GIVEN EXERCISE: Every line in the listing is to be echoed verbatim.

AVAILABLE RECORDS:
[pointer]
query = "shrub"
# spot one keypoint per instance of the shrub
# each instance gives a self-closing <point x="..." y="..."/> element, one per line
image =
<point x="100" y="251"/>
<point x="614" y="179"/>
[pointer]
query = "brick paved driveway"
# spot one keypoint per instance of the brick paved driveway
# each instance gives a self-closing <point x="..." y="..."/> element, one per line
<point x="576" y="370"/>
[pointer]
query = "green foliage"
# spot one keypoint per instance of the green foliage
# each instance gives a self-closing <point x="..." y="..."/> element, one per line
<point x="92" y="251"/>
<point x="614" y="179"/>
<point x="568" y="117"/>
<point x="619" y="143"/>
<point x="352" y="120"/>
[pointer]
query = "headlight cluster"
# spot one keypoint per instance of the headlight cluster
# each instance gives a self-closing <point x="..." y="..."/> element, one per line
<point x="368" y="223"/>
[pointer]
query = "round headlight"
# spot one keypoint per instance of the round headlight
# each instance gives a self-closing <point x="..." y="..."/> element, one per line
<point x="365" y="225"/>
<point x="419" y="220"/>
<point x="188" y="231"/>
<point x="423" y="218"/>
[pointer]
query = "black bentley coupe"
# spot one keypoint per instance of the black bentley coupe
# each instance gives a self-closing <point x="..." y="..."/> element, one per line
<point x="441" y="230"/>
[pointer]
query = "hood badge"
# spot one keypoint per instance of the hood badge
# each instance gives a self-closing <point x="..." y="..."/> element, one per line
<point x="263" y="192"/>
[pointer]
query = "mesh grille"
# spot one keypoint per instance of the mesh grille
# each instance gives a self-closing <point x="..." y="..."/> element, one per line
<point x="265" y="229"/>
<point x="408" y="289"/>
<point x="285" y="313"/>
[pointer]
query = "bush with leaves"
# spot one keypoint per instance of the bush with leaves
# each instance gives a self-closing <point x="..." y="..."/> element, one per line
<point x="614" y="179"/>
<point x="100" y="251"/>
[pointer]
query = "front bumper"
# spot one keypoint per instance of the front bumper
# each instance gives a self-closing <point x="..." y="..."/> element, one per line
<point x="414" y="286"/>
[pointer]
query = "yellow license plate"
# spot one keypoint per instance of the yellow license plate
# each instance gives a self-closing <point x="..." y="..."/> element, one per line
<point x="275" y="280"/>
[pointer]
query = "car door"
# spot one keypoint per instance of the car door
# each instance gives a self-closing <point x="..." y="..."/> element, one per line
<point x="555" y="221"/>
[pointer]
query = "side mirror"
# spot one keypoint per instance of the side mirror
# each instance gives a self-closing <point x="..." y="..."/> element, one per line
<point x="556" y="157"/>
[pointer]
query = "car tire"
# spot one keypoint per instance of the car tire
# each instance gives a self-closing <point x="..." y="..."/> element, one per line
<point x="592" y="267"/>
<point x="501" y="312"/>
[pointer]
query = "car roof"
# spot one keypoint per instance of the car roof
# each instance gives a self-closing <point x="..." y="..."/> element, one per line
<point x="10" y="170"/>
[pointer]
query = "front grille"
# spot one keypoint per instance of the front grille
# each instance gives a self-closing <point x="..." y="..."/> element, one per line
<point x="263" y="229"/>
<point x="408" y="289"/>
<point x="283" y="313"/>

ANSWER:
[pointer]
query = "shrub"
# spot one keypoint per instance of the shrub
# each instance gives a self-closing <point x="..." y="..."/> element, one per line
image =
<point x="100" y="251"/>
<point x="614" y="179"/>
[pointer]
query = "brick paved driveway"
# spot one keypoint per instance of the brick paved driveway
# each instance gives a self-closing <point x="..." y="..."/> element, one per line
<point x="576" y="370"/>
[pointer]
query = "green foliage"
# spot one keypoint per instance of the green foliage
# each instance gives a self-closing <point x="..." y="..."/> element, one per line
<point x="92" y="251"/>
<point x="614" y="179"/>
<point x="568" y="117"/>
<point x="619" y="143"/>
<point x="352" y="120"/>
[pointer]
query = "headlight cluster"
# spot one keypoint per instance of the headlight cluster
# each instance gives a self-closing <point x="..." y="..."/> element, one per line
<point x="368" y="223"/>
[pointer]
query = "round headlight"
# spot one keypoint per instance of the round headlight
# each instance gives a self-closing <point x="..." y="..."/> element, one per line
<point x="365" y="225"/>
<point x="419" y="220"/>
<point x="188" y="231"/>
<point x="423" y="218"/>
[pointer]
query = "black bentley coupe"
# spot one keypoint per instance of the black bentley coupe
# each instance gives a self-closing <point x="..." y="..."/> element, one per line
<point x="441" y="230"/>
[pointer]
query = "hood badge"
# spot one keypoint per instance of the hood badge
# each instance gives a self-closing <point x="..." y="..."/> element, one per line
<point x="263" y="192"/>
[pointer]
query = "mesh grille"
# spot one keypoint per instance of the mesh grille
# each instance gives a self-closing <point x="..." y="..."/> element, one per line
<point x="265" y="229"/>
<point x="408" y="289"/>
<point x="285" y="313"/>
[pointer]
query = "bush with leaves"
# spot one keypoint per instance of the bush with leaves
# each instance gives a self-closing <point x="..." y="..."/> element, one per line
<point x="614" y="179"/>
<point x="100" y="251"/>
[pointer]
query = "front bumper"
# spot one keypoint per instance of the front bumper
# each instance gives a self-closing <point x="..." y="..."/> element, one per line
<point x="414" y="286"/>
[pointer]
query = "yellow license plate"
# spot one keypoint per instance of the yellow license plate
# each instance gives a self-closing <point x="..." y="..."/> element, one per line
<point x="275" y="280"/>
[pointer]
query = "car door"
# spot one keypoint per instance of the car door
# each instance gives a self-closing <point x="..." y="..."/> element, one per line
<point x="555" y="221"/>
[pointer]
query = "side mirror"
# spot one keypoint per instance of the side mirror
# each instance gives a self-closing <point x="..." y="..."/> element, one per line
<point x="556" y="157"/>
[pointer]
query = "car tire"
# spot one keypoint per instance of the car tire
# each instance gives a self-closing <point x="..." y="..."/> element, one per line
<point x="592" y="267"/>
<point x="501" y="312"/>
[pointer]
query = "car roof"
# spot one keypoint per instance of the car roof
# each instance gives a self-closing <point x="..." y="..."/> element, one per line
<point x="10" y="170"/>
[pointer]
query = "front grille"
# spot one keypoint per instance of the front grille
# each instance gives a self-closing <point x="..." y="..."/> element, one per line
<point x="263" y="229"/>
<point x="408" y="289"/>
<point x="283" y="313"/>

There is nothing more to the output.